_Request A:_ In the records, recast every line as a numbered list, from the line containing "In this exercise you will locate the barn door" through the end of the records, both included. Drop the blank lines and leave the pictures out.

Thank you, optimizer

Code changes (3)

datarep7/addf07.cc

int add(int a, int b) {
    while (a > 0) {
        a -= 4;
        b += 4;
    }
    while (a < 0) {
        a += 2;
        b -= 2;
    }
    if (a > 0) {
        ++b;
    }
    return b;
}

Honest, this add function is semantically equivalent to return a + b;
But the optimizer ~~can’t~~ doesn’t yet figure that out

Data changes

datarep7/addf08.cc

__attribute__((section (".text.addfunction"))) extern const unsigned char add[] =
    { 0x8d, 0x04, 0x37, 0xc3 };

An add function, defined as an array of bytes?
It works!!!! ./add08 1 2 prints 3; ./add08 10 -21 prints -11
Code and data both have memory representations
- Once the program starts running, the meaning assigned at the source code level is irrelevant—what matters is the byte values
(The __attribute__((section (".text"))) tells the compiler that these bytes might be executable. For security reasons, the bytes would not be executable otherwise—trying to call the “function” would crash. This is an area where compilers and operating systems are getting stricter over time. In previous years, simply saying const unsigned char add[] = {…} was enough.)

_Request B:_ In the passage about the add function, what does ./add08 10 -21 print?

_Supplied records:_
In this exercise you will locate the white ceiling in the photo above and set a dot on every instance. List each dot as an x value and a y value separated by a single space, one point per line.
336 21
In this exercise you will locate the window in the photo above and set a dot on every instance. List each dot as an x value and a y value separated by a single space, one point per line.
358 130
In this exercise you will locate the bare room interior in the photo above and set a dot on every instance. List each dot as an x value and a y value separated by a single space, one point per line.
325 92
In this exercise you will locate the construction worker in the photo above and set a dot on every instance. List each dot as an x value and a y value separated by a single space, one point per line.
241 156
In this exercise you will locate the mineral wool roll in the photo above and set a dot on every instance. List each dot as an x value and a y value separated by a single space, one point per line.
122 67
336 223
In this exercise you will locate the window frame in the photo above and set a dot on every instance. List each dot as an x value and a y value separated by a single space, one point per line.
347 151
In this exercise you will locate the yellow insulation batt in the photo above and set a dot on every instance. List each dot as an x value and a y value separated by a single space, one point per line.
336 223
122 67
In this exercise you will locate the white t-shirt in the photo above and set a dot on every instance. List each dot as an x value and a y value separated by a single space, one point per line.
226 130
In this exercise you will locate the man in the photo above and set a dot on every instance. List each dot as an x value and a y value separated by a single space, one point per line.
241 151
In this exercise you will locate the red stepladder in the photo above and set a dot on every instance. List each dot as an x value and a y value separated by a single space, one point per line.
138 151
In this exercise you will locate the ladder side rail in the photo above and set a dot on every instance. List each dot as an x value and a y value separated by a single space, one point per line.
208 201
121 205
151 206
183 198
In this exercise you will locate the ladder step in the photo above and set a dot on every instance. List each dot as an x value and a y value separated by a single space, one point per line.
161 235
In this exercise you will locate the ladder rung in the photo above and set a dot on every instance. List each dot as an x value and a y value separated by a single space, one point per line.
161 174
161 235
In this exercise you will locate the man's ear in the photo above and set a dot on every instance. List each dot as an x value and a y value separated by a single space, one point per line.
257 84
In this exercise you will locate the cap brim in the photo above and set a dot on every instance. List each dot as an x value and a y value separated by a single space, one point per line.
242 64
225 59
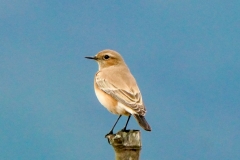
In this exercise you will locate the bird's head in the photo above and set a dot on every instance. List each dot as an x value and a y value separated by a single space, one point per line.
107 58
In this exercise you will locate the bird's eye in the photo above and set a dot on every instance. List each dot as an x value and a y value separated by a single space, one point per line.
106 57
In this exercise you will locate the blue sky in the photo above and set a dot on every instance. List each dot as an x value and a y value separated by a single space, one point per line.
184 55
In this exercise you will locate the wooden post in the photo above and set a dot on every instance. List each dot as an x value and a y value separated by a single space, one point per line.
126 144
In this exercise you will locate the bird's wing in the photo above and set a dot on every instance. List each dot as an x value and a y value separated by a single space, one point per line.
127 97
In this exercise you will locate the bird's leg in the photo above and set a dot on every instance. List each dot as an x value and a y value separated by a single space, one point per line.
124 129
111 132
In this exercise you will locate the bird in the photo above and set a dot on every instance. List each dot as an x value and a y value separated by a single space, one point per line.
117 90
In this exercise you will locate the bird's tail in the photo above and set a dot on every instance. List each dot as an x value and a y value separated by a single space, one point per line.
142 122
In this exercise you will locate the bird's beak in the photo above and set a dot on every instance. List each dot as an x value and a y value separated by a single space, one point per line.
94 58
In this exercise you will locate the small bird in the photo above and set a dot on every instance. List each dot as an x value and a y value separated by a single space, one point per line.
117 90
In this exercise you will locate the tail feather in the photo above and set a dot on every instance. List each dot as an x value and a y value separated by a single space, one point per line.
142 122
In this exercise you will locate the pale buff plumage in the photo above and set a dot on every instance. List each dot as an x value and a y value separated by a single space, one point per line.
116 88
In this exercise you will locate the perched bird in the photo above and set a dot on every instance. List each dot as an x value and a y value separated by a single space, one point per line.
117 90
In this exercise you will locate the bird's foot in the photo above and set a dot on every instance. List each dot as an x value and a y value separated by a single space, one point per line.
124 129
111 132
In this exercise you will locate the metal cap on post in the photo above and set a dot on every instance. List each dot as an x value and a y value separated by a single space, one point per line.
126 144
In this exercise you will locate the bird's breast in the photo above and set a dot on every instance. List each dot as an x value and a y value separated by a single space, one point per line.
111 104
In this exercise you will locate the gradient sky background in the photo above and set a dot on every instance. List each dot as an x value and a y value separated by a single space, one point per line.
185 55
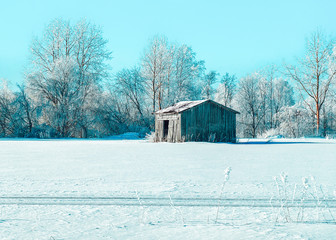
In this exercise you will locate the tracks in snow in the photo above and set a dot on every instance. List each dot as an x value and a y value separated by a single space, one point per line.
165 201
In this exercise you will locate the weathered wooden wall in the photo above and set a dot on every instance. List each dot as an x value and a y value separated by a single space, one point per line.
208 122
174 127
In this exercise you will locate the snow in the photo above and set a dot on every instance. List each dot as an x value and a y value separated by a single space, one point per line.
137 168
181 106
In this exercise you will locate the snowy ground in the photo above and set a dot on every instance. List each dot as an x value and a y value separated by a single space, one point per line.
139 169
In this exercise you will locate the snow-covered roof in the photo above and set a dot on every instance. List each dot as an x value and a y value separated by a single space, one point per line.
185 105
180 106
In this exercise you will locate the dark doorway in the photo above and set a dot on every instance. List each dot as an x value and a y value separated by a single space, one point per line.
165 128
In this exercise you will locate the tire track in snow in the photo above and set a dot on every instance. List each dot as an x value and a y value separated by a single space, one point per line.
165 201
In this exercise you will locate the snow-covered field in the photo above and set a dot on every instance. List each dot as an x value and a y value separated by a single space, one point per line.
75 189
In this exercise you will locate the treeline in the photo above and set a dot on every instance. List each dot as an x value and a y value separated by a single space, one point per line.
69 90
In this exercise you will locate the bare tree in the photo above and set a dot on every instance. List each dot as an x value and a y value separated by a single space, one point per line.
154 69
313 74
226 89
68 63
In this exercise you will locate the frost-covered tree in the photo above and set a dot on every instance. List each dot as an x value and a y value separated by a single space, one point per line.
68 64
209 79
249 103
314 73
185 74
226 90
154 69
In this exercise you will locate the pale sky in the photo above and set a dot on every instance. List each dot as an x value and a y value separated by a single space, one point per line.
238 37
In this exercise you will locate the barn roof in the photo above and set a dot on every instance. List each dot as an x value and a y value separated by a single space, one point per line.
185 105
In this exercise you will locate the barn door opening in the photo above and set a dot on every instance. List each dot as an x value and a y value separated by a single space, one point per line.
165 128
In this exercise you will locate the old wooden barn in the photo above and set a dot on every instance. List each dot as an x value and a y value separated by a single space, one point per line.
204 120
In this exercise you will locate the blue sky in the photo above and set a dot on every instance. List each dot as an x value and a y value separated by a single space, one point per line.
231 36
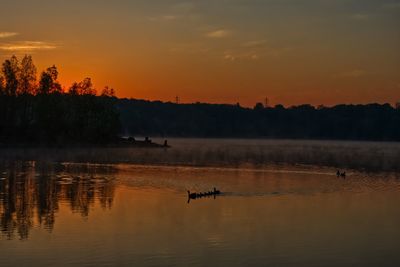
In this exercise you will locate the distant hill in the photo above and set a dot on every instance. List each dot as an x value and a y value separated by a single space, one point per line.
341 122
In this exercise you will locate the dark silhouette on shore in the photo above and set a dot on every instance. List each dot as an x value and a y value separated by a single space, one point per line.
42 112
213 193
371 122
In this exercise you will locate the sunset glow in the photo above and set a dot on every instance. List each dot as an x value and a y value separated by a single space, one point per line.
225 51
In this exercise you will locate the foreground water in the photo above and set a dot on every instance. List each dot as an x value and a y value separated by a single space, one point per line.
131 215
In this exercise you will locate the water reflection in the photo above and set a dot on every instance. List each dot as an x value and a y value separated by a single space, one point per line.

_Full output A:_
1. In this exercise you will locate the barn door opening in the photo above and set a dot on every instance. List each dot as an x value and a y value separated by a single space, one point per line.
2. 165 128
3. In this exercise you will locate the old wooden barn in the photo above and set a dot on every instance. List each dot as an x value and a y value separated by a single space, one point per line.
4. 204 120
5. In this exercise you will locate the blue sky in the photo above and set a dot on every instance. List each dot as an x value and a y value separated by a single space, one point per line.
6. 231 36
7. In this exercise you will locate the distant hill in the photo above and set a dot on every instance. List each dot as an x value and a y value separated by a single space, one point per line.
8. 341 122
9. In this exercise you will locate the dark silhouette on shore in the photo above and set a dot on every instance. List each dot as an x value and a y value separated by a single space, one point per line.
10. 42 112
11. 213 193
12. 371 122
13. In this exercise you will locate the sunset glow in the photo above and set a dot on every instance. List each dot as an x value and a y value separated by a single space, one point per line.
14. 225 51
15. In this exercise you will locate the foreground water in the photo above and set a dot on every instance. List each dot as an x value and a y value separated by a single space, one point per line.
16. 131 215
17. In this exercise you will locate the water reflection in the photo above and set a dot on every instance. List each dot as an x value and a y value separated by a single space, one point per line.

_Full output B:_ It prints -11.